• EXERCISE OBJECTIVE
Can you copy all of the data below verbatim, line for line?

___ DATA TO USE ___

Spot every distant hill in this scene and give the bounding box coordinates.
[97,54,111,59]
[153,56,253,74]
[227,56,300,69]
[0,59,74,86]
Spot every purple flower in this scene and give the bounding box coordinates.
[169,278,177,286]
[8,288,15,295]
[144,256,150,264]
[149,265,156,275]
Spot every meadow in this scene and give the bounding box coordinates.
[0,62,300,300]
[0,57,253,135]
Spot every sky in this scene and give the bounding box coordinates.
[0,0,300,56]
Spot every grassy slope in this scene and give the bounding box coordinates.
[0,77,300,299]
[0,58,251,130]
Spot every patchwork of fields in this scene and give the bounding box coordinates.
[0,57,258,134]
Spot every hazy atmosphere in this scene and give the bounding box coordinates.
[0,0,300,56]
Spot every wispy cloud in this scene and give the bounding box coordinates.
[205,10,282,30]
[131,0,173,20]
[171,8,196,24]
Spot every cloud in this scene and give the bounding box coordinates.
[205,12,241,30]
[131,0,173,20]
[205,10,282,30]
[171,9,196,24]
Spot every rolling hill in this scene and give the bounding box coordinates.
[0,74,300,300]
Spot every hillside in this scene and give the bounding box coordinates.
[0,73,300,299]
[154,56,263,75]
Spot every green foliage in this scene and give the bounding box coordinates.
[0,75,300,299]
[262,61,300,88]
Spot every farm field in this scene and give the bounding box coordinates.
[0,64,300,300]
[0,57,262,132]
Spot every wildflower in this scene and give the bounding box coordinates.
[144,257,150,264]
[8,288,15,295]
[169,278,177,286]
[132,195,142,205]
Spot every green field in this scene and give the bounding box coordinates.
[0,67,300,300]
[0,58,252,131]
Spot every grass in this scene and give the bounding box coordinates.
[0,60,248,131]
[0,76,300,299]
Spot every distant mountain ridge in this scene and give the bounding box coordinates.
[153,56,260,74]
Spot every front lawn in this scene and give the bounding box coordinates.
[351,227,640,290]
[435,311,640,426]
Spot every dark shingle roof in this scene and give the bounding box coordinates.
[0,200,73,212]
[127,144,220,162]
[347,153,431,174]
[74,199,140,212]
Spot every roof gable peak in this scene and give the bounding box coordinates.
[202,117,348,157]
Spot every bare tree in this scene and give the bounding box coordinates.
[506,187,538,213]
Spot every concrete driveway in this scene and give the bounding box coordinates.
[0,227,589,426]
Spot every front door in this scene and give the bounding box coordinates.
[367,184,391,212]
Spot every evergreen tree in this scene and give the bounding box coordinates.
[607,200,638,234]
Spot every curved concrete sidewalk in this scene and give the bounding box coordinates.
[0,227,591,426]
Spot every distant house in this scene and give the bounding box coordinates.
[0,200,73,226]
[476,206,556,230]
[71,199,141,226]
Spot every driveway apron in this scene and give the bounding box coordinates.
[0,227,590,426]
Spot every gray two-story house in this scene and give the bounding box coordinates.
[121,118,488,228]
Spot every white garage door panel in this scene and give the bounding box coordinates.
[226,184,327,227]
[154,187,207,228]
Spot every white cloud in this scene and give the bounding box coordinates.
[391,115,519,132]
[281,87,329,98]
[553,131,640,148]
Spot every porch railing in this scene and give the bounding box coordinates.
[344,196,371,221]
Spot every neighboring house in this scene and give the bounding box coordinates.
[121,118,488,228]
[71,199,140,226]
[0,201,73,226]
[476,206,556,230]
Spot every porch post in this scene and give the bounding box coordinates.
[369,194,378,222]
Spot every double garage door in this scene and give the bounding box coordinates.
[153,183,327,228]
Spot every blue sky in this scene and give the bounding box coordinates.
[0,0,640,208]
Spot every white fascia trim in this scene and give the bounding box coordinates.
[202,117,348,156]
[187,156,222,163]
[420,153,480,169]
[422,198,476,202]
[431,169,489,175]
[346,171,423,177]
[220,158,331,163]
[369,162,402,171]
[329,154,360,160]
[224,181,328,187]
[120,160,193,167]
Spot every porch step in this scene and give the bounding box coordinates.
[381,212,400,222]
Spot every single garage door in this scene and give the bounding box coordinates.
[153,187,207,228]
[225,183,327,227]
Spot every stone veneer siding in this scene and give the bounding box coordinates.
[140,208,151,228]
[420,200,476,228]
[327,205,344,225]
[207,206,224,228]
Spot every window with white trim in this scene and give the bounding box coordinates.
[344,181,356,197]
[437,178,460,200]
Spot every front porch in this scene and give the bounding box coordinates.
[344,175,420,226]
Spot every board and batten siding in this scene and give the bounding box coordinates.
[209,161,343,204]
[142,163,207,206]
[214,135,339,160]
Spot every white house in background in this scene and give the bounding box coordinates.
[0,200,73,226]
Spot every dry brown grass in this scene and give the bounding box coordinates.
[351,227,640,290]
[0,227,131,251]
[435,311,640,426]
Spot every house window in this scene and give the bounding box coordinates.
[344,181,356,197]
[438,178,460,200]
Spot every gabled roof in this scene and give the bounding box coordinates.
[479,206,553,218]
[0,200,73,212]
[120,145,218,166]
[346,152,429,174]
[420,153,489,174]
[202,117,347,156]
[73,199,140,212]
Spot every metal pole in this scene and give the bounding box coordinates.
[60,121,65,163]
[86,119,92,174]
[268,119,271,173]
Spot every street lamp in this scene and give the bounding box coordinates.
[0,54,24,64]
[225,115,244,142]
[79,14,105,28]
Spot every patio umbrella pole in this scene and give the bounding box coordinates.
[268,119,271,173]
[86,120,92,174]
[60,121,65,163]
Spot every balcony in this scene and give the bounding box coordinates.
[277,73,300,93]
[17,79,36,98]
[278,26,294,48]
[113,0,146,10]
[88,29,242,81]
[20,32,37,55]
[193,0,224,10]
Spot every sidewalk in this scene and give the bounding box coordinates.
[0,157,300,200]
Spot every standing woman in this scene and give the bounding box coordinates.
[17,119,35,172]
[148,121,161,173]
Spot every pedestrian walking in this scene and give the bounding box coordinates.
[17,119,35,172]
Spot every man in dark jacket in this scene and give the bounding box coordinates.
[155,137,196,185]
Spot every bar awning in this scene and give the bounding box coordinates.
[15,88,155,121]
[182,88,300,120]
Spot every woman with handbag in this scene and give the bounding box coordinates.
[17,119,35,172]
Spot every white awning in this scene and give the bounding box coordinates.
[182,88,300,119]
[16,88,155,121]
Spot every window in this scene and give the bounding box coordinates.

___

• RESULT OF THE TASK
Spot every distant hill in this scene and give the bounding box coordinates.
[97,54,111,59]
[153,56,253,74]
[227,56,300,69]
[0,59,74,86]
Spot every purple flower in this scene and give the bounding box coordinates.
[169,278,177,286]
[8,288,15,295]
[144,256,150,264]
[149,265,156,275]
Spot every meadow in this scene and give the bounding box coordinates.
[0,62,300,300]
[0,57,253,135]
Spot every sky in this scene and give the bounding box coordinates.
[0,0,300,56]
Spot every grassy slope in this scene and give the bounding box coordinates.
[0,77,300,299]
[0,58,251,130]
Spot every patchwork of fields in this scene and give the bounding box coordinates.
[0,57,258,134]
Spot every hazy atmosphere in this scene and give the bounding box coordinates.
[0,0,300,56]
Spot every wispy cloud in this scene and give the bounding box coordinates.
[205,10,282,30]
[131,0,173,20]
[171,8,196,24]
Spot every cloud in this scene and give the bounding box coordinates.
[205,12,241,30]
[131,0,173,20]
[205,10,282,30]
[171,9,196,24]
Spot every rolling hill in this scene and give the bounding box coordinates.
[0,74,300,300]
Spot every hillside in this scene and give the bounding box coordinates.
[0,73,300,299]
[154,56,263,75]
Spot every green foliage in this scene and give the bounding box coordinates.
[0,75,300,299]
[262,61,300,88]
Spot every farm field in this scene and give the bounding box coordinates.
[0,64,300,300]
[0,57,262,132]
Spot every wildflower in this scene and give the bounding box coordinates.
[144,257,150,264]
[8,288,15,295]
[169,278,177,286]
[132,195,142,205]
Spot every green field in this scene and give the bounding box coordinates.
[0,67,300,300]
[0,58,252,131]
Spot every grass in this scene and give the bounding box coordinates.
[0,60,248,131]
[0,76,300,299]
Spot every distant mountain ridge in this scene and give the bounding box coordinates.
[153,56,260,74]
Spot every front lawn in this scene and give the bounding box coordinates.
[351,227,640,290]
[435,311,640,426]
Spot every dark shingle roof in this scene and give the bounding box coordinates.
[0,200,73,212]
[127,144,220,162]
[347,153,431,174]
[74,199,140,212]
Spot every roof gable peak in this scene and give the bounding box coordinates.
[202,117,348,157]
Spot every bare tree in this scene and give the bounding box coordinates.
[506,187,538,213]
Spot every concrete driveway in this scene and give the bounding box coordinates.
[0,227,589,426]
Spot every front door in this scene and give the bounding box coordinates.
[367,184,391,212]
Spot every evergreen tree in this scene and give the bounding box coordinates.
[607,200,638,234]
Spot every curved concrete sidewalk in this scene and give the bounding box coordinates.
[0,227,591,426]
Spot every distant house in this scene and give the bounding box coordinates.
[0,200,73,226]
[476,206,556,230]
[71,199,141,226]
Spot every driveway apron in this scene and give the bounding box coordinates.
[0,227,590,426]
Spot every gray two-story house in this scene and give the bounding box coordinates.
[121,118,488,228]
Spot every white garage door panel in this scene and give the bounding box coordinates.
[226,184,327,227]
[154,187,207,228]
Spot every white cloud in this scene and give the bounding box coordinates.
[391,115,519,132]
[281,87,329,98]
[553,131,640,148]
Spot every porch railing in this scene and give the bounding box coordinates.
[344,196,371,221]
Spot every neighboring house in this scene and give the bounding box coordinates.
[121,118,488,228]
[71,199,140,226]
[0,201,73,226]
[476,206,556,230]
Spot every porch post in this scene and give the bounding box coordinates.
[369,194,378,222]
Spot every double garage door in this scene and give the bounding box coordinates.
[153,183,327,228]
Spot every blue sky in this scene and give the bounding box coordinates.
[0,0,640,208]
Spot every white fascia trim in this scene and give the bounding box coordinates.
[202,117,348,156]
[187,156,222,163]
[420,153,480,169]
[422,198,476,202]
[431,169,489,175]
[346,171,423,177]
[220,158,331,163]
[369,162,402,171]
[329,154,360,160]
[224,181,328,187]
[120,160,193,167]
Spot every porch step in this scene and give the bounding box coordinates.
[381,212,400,222]
Spot every single garage door in this scene and give the bounding box coordinates.
[153,187,207,228]
[225,183,327,227]
Spot every stone veneer siding in this scene and give the bounding box coordinates.
[140,208,151,228]
[420,200,476,228]
[327,205,344,225]
[207,206,224,228]
Spot every window with white trim in this scene and give the bounding box coordinates.
[344,181,356,197]
[437,178,460,200]
Spot every front porch in this scene and give the bounding box coordinates.
[344,175,420,226]
Spot every board and batten siding in this scene and give the bounding box coordinates.
[209,161,343,204]
[142,163,207,206]
[214,135,339,160]
Spot every white house in background in this scene and give the bounding box coordinates.
[0,200,73,226]
Spot every dry brown grass in this scene and give the bounding box coordinates.
[351,227,640,290]
[0,227,131,251]
[435,311,640,426]
Spot every house window in this scene and give the bounding box coordinates.
[344,181,356,197]
[438,178,460,200]
Spot every gabled roof in this scene and give the bounding box coordinates.
[479,206,553,218]
[0,200,73,212]
[120,145,218,166]
[346,152,429,174]
[420,153,489,174]
[202,117,347,156]
[73,199,140,212]
Spot every metal pole in this scene and give the bounding box coordinates.
[60,121,65,163]
[86,119,92,174]
[268,119,271,173]
Spot every street lamp in this scene and give the bounding box coordinates.
[0,54,24,64]
[225,115,244,142]
[79,14,105,28]
Spot every patio umbrella pole in this scene and give the bounding box coordinates.
[268,119,271,173]
[86,120,92,174]
[60,121,65,163]
Spot every balcony in this scene and give the bounding box coordinates.
[277,73,300,93]
[17,79,36,98]
[278,26,294,48]
[113,0,146,10]
[88,29,242,81]
[20,32,37,55]
[193,0,224,10]
Spot every sidewalk in this scene and give the bounding box coordinates.
[0,157,300,200]
Spot every standing woman in this scene and give the bounding box coordinates.
[17,119,35,172]
[148,121,161,173]
Spot every pedestrian walking in this scene and give the bounding box coordinates.
[17,119,35,172]
Spot every man in dark jacket in this scene and give the bounding box coordinates.
[155,137,196,185]
Spot every bar awning in this scene and give the bounding box coordinates.
[15,88,155,121]
[182,88,300,120]
Spot every woman with handbag in this scene and give the bounding box coordinates.
[17,119,35,172]
Spot every white awning in this scene and give the bounding box coordinates.
[182,88,300,119]
[16,88,155,121]
Spot every window in this scene and give the bounding box coordinates.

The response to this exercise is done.